Copy the following data verbatim, leaving out the pictures.
---*---
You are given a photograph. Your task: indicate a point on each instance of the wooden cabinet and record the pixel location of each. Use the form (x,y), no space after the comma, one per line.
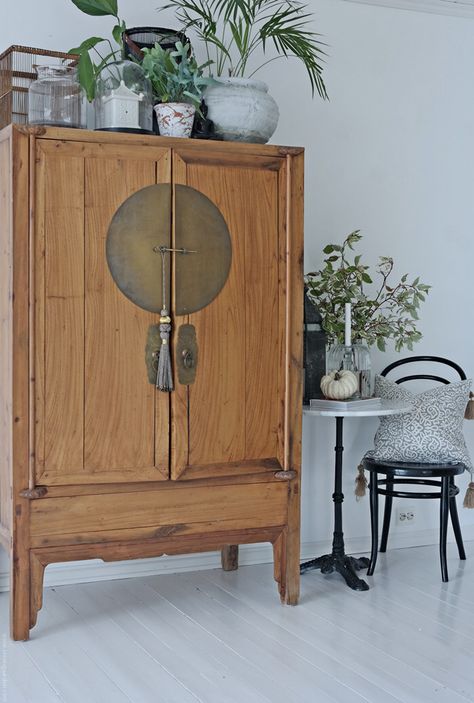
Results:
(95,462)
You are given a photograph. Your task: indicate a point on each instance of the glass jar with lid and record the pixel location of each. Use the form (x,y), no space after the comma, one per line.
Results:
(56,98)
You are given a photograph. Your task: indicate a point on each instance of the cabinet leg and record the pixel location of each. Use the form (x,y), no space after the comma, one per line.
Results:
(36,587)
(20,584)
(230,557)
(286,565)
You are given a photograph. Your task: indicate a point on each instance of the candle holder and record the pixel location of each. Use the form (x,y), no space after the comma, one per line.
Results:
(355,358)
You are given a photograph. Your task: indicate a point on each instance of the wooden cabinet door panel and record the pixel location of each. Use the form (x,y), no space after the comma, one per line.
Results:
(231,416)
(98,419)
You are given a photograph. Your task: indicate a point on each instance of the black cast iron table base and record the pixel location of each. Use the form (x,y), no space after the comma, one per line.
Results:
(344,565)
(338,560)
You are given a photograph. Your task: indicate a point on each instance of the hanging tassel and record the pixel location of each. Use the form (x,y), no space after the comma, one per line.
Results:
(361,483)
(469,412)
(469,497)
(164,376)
---*---
RESPONSE TO THIS TASK:
You are given a photograph. Your task: indicate a point on each instance of the wooden cabinet and record the pixel location of each. Use the form (x,y), no space after the comma, one per line.
Results:
(95,462)
You are given a photograph. Your task: indicate a point on each instance of the glass jar with lid and record the pixel location of each. Use the form (x,y), no space after the comma, one per line.
Results:
(56,98)
You are given a photograph. Your task: indicate a point on each instance of the cabinet leg and record the pixel location of each. Use the form (x,y), no space after the comma, one per line.
Results:
(36,587)
(20,584)
(230,557)
(286,565)
You are given a photograph. Your task: indicate a point on each instance of the candle holder and record the pixel location of each. Use the form (x,y), no space after the comma, one per line.
Results:
(355,358)
You are given a photograph. Your task: indicate a point on each instance of the wooden cabinet door panel and record the pixel location of each. Use the form (x,y), no space after the comma, one per line.
Results:
(231,416)
(98,419)
You are given a photograph. Your task: indicate a point on each instance of the black cast iron table base and record the pixel location of each. Use the form (x,y), no space after the comma, one per line.
Results:
(344,565)
(338,560)
You are given a photograph. Your task: indicate a point on each instance of the hanging tassel and record the pixel location of each. Use the form (x,y), no space after the comma, one per line.
Results:
(361,483)
(469,412)
(469,497)
(164,376)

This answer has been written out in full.